Первая же ласточка прилетела еще зимой 1595-1596 года, когда около двухсот мещан Межиречья во главе с Охримом Гуменицким провозгласили себя сотней войска гетмана Григория Лободы. Но, вспомним, что грань между żołnierskim buntom и «восстанием Криштофа Косинского» еще в 1591 году пролягла аккурат после того, как началась присяга на верность Войску Запорожскому. Причем то, что казаки (не только запорожские) неудачников не любили и головами вожаков расплачивались – общеизвестно. Но Косинский после поражения под Пяткой респекту не утратил и оставался среди вождей (погиб в стычке с людьми Вишневецких). Может именно потому, что путь озарил?
То, что не удалось взять с наскока, дожималось тихой сапой. Вероятно, процесс, действительно, начинался, как стихийный. Отходя от дел праведных, сечевики оседали по «месту прописки», становясь местными достопримечательностями и авторитетами, точками кристаллизации показачивания. Т.е. происходила «обратная проекция» запорожских кошей на волость.
А уж затем эта волна была сознательно оседлана руководством Сечи.
Правительство пыталось обуздать этот опасный процесс. С этой целью были проведены Житомирская (1614 года), Ольшанская (1617 года) и Роставицкая (1619 года) комиссии, попытавшиеся было налить новое вино в старые мехи времен cветлой памяти Яна Оришовского (с реестром в количестве тысячи казаков). В конце концов, скрипя сердцем, комиссары согласились на трехтысячный реестр.
Даже и не знаю, как покорректнее назвать такое поведение по отношению к тысячам людей, которые за Ojczyznu кровь проливали. Тем более, учитывая, что по легкости на подъем и, главное, дешевизне, казацкому войску всё равно альтернативы не было. Вполне возможно, что, если бы не Сагайдачный, железной рукой проводивший политику компромисса с Речью Посполитой ради легализации казачества, количество восстаний было бы намного большим. Периодические лишения его гетманской булавы казацкими ультра тому свидетельство. Но нас интересует другое. В решении Роставицкой комиссии сказано, что на татар казаки будут ходить под руководством местных старост и подстарост. Но есть замечательная приписка «lub z atamanem swoim».
Речь идет не о сечевых (кошевых) атаманах, а об атаманах территориальных. Атаманах казацких общин на волости. Сохранились даже документы, завизированные местными атаманами. В частности, чигиринский атаман «печать свою мескую чигринскую» приложил.
Но атаман, как мы помним, это всего лишь десятник. Есть данные о деятельности территориальных сотников и даже полковников. Так, в 1618 году Фастов («Хвастов»), имение бискупа киевского, служит резиденцией полковника Миська Фастовца и сотника Грицка Фастовца. В качестве еще одной полковничьей резиденции упоминается Кодня, а казаками выступают мещане и подданные из Котельни, Паволочи и Кодни, «имений пана воеводы брестского».
Что казачьи вожаки делали в имениях ясновельможных панов? Слово «стация» помните? Я ведь писал, что с 1587 года жалобы на «выбор стации» больше не прекращались. Кстати, неплохой дополнительный (а для кого-то и основной) стимул для показачивания. Своих-то трогать не будут? Заплати небольшой налог на Войско и спи спокойно под запорожской крышей.

Условие задания - Скопируйте без изменений отрывок из текста о казачестве выше, начиная со слов «То, что не удалось» и продолжая до слов «кошей на волость.» включительно.

Фрагменты записей разметки

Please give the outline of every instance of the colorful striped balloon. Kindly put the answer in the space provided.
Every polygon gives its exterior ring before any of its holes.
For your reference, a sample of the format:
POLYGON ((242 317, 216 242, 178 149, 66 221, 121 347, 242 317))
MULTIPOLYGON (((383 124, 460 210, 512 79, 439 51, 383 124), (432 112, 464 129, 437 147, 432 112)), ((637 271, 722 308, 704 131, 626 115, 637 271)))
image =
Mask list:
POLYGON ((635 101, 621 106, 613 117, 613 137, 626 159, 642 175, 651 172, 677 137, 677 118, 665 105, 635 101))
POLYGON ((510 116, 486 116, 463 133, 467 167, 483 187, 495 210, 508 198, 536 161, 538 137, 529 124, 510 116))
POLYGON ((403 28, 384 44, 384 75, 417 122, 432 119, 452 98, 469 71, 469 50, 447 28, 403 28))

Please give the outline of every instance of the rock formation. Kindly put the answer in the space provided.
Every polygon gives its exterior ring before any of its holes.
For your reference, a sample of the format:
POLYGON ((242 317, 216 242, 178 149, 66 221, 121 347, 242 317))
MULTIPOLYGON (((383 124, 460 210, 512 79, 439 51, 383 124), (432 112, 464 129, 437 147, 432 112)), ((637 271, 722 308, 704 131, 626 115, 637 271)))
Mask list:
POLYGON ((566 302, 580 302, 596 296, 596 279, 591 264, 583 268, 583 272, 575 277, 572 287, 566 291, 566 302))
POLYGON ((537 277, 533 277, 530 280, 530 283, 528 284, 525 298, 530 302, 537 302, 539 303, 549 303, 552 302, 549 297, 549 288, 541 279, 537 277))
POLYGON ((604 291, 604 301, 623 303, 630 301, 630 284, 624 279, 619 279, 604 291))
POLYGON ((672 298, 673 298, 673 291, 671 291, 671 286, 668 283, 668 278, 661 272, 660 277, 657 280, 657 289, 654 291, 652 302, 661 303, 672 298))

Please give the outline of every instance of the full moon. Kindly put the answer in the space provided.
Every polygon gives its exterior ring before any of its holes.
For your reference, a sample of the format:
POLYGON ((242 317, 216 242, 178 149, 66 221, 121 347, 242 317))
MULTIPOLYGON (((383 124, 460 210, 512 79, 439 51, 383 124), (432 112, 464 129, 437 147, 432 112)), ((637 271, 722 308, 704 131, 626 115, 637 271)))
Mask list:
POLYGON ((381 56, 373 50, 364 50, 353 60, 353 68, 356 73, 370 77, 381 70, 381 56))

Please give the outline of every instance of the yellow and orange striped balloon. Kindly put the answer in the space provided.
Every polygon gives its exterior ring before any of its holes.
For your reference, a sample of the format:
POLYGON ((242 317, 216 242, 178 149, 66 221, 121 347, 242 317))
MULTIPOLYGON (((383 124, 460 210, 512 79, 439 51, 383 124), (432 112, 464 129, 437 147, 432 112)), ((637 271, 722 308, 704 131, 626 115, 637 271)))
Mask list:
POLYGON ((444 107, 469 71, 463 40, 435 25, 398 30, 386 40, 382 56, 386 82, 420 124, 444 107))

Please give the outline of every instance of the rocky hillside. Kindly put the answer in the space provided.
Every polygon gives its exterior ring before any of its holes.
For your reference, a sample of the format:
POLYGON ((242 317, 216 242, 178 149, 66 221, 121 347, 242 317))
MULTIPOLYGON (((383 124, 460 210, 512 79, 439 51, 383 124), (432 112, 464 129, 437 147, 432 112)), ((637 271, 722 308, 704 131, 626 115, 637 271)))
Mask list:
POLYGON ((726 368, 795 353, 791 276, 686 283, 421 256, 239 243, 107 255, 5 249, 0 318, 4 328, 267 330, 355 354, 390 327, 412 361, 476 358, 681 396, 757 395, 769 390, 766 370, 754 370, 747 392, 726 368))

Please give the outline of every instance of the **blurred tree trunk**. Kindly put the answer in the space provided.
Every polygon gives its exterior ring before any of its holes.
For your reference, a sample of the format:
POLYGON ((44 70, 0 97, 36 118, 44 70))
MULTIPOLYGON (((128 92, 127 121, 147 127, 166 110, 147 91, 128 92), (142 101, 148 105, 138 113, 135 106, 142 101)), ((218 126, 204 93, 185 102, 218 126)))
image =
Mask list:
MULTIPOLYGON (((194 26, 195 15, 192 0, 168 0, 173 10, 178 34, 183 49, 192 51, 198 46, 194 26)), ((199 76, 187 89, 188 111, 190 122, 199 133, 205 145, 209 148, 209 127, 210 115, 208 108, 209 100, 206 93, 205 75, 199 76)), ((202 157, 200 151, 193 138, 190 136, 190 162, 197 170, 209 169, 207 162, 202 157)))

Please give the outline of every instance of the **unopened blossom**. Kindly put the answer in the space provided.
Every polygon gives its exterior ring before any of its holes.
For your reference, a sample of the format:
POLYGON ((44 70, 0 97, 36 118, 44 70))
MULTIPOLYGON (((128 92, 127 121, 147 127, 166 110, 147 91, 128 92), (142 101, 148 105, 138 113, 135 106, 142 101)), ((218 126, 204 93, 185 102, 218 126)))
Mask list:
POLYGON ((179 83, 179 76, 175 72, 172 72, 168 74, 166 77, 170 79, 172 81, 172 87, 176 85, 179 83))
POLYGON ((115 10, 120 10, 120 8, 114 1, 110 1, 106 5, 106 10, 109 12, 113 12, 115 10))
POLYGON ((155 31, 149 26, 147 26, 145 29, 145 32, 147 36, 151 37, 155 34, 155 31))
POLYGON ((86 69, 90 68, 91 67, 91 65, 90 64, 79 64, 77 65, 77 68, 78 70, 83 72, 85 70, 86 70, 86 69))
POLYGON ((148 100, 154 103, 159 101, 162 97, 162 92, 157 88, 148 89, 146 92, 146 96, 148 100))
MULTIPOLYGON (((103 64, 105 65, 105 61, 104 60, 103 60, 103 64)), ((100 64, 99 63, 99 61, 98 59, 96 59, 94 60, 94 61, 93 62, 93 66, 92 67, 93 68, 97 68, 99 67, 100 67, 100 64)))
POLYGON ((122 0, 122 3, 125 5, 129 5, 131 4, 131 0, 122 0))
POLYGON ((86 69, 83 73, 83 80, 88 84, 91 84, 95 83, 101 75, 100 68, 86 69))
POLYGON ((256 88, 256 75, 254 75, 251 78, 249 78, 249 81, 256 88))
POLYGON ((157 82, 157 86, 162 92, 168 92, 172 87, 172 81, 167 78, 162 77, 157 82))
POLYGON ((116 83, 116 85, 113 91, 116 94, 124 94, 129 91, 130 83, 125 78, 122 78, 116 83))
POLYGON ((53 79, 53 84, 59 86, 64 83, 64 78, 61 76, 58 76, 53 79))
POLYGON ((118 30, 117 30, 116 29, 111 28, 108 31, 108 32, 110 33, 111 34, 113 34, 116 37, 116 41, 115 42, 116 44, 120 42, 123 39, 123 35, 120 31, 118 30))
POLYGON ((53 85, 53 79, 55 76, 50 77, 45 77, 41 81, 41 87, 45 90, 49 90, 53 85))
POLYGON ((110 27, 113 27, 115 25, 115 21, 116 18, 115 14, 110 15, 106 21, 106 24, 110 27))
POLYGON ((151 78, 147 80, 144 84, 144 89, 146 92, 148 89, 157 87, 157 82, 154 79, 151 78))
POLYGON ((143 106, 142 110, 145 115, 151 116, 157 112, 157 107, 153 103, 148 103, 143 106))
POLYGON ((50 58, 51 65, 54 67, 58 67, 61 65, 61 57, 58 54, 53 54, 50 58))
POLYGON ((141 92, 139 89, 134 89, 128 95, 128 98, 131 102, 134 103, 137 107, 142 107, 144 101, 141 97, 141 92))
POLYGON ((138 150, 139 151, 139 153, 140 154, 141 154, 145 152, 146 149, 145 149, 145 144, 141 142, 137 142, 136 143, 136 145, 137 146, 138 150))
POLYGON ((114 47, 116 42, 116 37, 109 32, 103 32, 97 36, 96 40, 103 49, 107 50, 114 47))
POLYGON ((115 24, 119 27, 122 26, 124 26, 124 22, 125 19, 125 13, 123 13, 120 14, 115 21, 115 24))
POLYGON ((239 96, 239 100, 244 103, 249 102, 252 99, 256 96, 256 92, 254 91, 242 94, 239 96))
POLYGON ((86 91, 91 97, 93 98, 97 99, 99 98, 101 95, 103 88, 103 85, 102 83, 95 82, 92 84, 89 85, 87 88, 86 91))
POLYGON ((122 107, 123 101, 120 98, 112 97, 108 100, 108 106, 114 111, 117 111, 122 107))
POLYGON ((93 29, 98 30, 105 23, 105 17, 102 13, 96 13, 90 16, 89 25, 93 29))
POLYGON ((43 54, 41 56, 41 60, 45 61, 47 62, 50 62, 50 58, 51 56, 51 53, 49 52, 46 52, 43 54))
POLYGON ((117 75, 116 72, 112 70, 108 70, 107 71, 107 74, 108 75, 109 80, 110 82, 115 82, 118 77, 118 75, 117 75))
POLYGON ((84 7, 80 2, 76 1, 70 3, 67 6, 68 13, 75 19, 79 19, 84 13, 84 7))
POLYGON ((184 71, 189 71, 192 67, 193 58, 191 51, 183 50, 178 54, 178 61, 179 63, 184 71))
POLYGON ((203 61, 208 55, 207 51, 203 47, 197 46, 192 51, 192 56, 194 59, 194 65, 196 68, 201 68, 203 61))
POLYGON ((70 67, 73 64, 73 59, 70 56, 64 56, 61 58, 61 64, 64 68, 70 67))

Решение задания -
То, что не удалось взять с наскока, дожималось тихой сапой. Вероятно, процесс, действительно, начинался, как стихийный. Отходя от дел праведных, сечевики оседали по «месту прописки», становясь местными достопримечательностями и авторитетами, точками кристаллизации показачивания. Т.е. происходила «обратная проекция» запорожских кошей на волость.